# Prompt
Locate every line in the records below that contains the word "hatch", and copy each of those lines. Case counts.

>> begin

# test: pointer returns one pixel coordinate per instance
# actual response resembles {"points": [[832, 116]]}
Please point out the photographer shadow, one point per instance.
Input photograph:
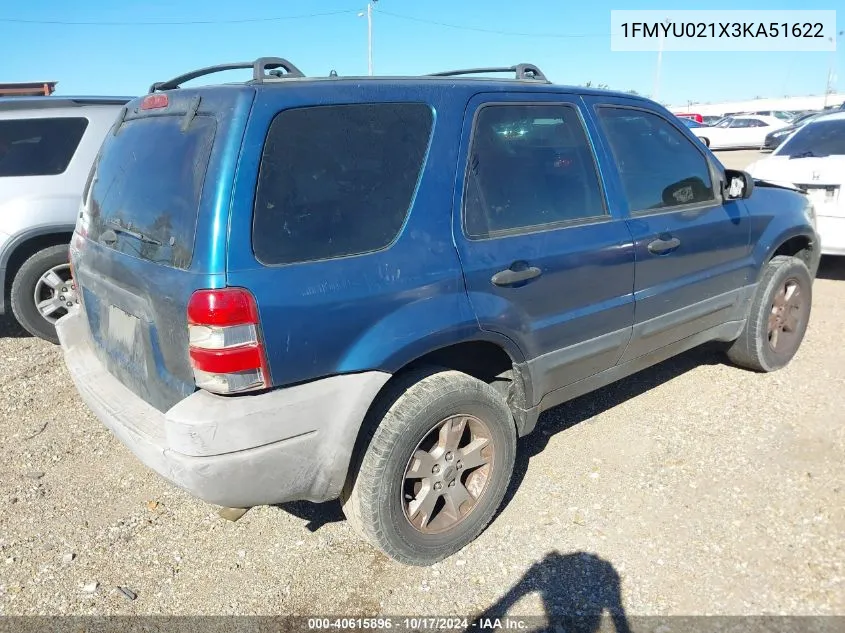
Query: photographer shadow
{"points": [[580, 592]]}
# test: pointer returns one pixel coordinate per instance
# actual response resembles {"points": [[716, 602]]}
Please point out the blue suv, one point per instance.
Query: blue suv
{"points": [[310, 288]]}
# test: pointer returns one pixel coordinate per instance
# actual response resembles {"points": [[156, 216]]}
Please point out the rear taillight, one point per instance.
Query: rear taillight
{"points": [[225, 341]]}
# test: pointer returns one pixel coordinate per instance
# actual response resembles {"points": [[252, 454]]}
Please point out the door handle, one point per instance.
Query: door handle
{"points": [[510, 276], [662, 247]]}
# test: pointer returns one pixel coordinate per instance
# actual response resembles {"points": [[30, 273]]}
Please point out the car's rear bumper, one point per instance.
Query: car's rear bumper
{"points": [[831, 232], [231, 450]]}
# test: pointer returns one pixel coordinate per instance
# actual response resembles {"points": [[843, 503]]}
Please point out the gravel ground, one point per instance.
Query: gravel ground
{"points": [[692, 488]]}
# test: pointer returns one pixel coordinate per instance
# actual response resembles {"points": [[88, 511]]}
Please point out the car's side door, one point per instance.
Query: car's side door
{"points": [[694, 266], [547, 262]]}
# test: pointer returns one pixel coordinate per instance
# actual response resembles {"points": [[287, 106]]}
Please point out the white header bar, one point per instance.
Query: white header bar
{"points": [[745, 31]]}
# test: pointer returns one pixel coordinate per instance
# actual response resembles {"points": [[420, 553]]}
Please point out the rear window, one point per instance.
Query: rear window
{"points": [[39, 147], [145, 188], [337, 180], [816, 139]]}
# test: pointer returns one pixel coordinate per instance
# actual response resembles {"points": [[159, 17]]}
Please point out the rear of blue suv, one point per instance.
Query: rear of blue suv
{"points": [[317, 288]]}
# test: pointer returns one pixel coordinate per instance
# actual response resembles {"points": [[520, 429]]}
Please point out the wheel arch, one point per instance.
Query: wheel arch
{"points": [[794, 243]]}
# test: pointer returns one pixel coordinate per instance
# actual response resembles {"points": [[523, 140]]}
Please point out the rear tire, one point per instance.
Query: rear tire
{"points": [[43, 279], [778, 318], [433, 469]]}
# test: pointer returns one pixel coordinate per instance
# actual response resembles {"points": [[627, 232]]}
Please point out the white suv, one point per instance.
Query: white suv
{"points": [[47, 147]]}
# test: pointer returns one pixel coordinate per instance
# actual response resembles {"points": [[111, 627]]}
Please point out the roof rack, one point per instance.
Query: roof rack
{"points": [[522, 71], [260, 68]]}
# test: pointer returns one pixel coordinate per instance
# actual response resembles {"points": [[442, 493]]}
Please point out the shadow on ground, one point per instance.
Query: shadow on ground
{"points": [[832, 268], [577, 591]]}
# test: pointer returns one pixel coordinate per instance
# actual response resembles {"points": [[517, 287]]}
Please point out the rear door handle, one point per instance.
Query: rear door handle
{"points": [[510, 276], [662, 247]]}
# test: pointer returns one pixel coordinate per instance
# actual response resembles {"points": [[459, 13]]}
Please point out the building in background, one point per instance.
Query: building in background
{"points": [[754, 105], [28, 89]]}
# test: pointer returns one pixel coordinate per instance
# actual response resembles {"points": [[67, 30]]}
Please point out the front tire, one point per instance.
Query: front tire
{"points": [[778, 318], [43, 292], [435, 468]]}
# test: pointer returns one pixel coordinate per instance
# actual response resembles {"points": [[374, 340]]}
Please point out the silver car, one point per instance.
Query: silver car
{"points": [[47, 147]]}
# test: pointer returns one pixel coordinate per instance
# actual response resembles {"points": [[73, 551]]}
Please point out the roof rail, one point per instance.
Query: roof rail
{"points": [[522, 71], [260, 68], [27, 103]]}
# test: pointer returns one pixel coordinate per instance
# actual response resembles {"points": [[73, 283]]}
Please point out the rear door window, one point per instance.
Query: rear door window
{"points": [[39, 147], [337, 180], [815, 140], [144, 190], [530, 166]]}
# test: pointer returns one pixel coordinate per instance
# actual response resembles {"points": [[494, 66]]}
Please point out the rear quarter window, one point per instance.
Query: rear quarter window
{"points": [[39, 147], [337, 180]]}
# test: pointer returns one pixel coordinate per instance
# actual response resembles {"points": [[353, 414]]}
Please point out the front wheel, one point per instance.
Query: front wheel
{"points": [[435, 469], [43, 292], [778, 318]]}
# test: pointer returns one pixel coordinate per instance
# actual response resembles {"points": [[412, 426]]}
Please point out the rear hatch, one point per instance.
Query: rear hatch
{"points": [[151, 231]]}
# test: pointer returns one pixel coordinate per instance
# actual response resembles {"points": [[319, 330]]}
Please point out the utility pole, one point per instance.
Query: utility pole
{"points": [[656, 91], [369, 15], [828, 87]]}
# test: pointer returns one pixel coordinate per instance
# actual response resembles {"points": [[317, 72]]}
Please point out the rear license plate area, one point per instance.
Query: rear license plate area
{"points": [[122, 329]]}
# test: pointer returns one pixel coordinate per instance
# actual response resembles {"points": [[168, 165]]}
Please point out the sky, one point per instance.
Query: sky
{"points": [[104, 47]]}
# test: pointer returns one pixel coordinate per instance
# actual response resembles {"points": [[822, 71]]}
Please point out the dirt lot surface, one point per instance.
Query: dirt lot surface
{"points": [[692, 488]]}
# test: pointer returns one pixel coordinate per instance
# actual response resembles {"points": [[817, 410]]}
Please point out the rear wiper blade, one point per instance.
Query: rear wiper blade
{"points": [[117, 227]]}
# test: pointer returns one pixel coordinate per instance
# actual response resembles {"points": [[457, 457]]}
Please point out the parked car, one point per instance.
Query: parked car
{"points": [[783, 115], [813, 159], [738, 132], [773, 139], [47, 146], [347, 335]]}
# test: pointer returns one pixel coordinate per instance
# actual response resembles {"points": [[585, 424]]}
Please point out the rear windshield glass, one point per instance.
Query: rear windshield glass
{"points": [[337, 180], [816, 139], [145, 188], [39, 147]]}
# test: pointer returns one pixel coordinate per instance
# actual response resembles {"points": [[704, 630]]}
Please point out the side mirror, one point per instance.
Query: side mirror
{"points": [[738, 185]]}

>> end
>> begin

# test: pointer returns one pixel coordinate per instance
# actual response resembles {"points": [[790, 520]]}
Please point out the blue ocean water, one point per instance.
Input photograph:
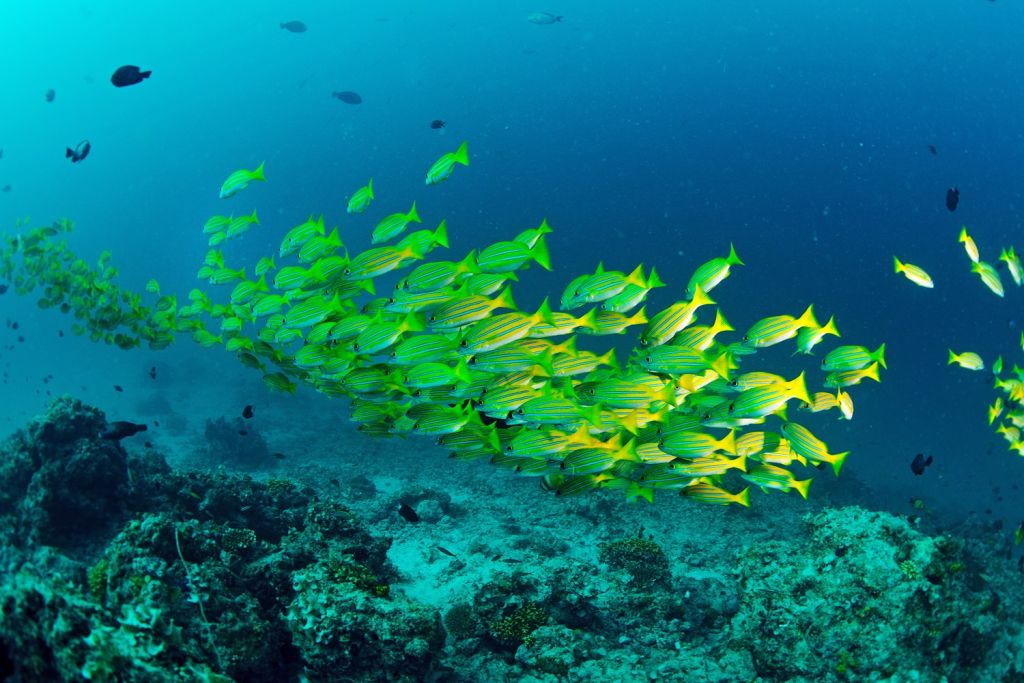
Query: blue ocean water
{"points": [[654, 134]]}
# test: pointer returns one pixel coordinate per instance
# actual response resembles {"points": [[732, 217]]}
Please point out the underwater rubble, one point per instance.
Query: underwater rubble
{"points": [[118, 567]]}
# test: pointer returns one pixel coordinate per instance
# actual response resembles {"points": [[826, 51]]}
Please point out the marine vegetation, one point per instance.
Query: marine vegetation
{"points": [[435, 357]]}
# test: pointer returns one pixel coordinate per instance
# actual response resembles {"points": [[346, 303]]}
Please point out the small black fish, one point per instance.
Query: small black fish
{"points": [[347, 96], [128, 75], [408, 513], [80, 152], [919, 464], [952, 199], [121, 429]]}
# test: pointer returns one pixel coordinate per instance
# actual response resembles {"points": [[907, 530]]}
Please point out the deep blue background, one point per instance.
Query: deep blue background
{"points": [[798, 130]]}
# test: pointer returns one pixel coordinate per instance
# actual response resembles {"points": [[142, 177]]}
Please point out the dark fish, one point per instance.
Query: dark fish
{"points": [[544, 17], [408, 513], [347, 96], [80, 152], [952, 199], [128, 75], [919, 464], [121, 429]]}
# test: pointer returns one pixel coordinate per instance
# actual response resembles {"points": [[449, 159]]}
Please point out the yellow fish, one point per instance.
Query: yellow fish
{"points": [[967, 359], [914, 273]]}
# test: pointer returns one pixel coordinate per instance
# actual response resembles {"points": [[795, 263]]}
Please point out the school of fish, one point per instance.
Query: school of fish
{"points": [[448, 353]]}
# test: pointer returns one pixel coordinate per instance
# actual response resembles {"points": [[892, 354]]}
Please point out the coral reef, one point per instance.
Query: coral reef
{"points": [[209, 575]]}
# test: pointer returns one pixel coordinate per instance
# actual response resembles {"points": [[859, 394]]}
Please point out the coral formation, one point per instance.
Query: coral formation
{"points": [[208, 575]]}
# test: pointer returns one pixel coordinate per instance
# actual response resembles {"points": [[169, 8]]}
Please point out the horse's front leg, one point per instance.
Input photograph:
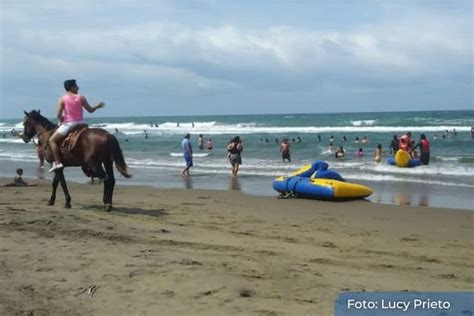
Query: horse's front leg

>> end
>> begin

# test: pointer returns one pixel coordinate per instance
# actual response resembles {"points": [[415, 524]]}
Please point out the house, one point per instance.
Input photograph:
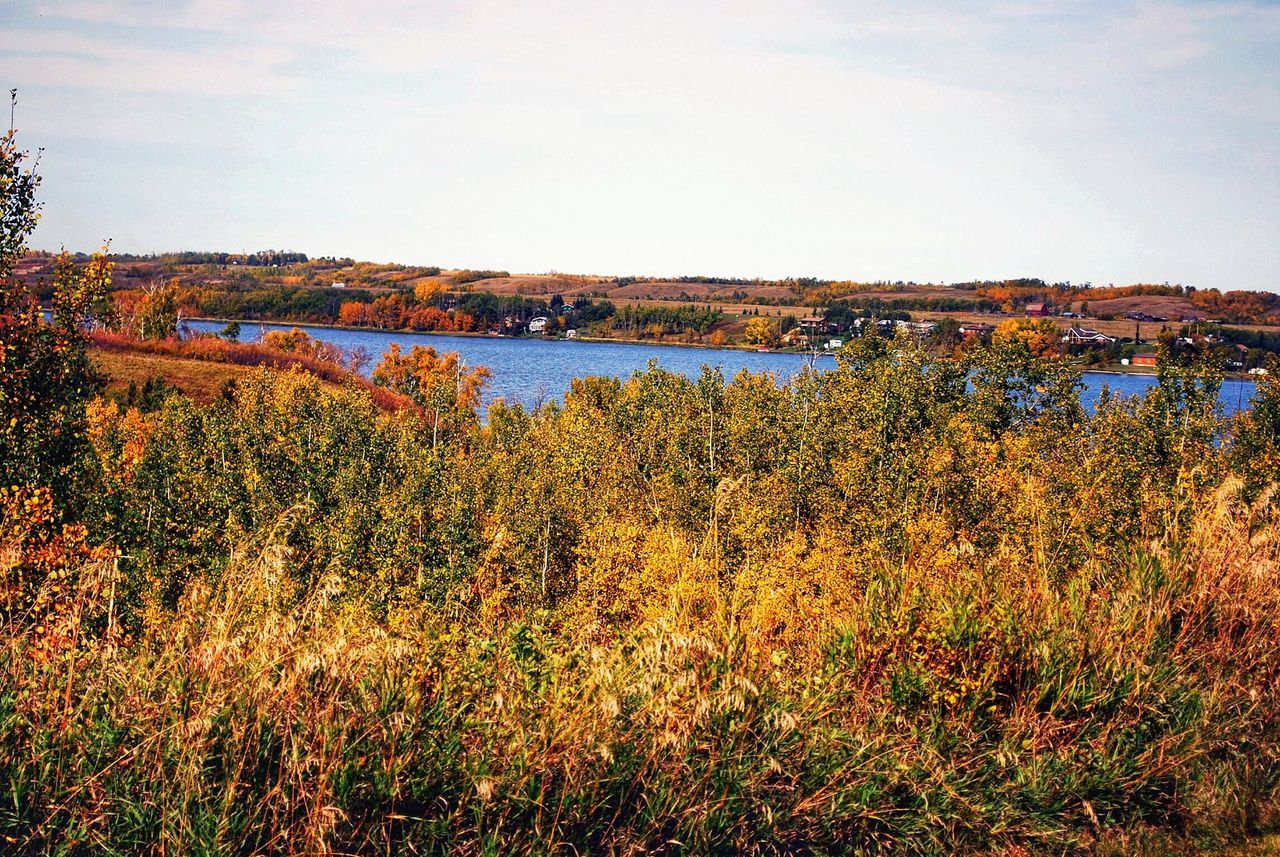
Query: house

>> end

# Expected answer
Please point out the rear hatch, one point per instance.
Query: rear hatch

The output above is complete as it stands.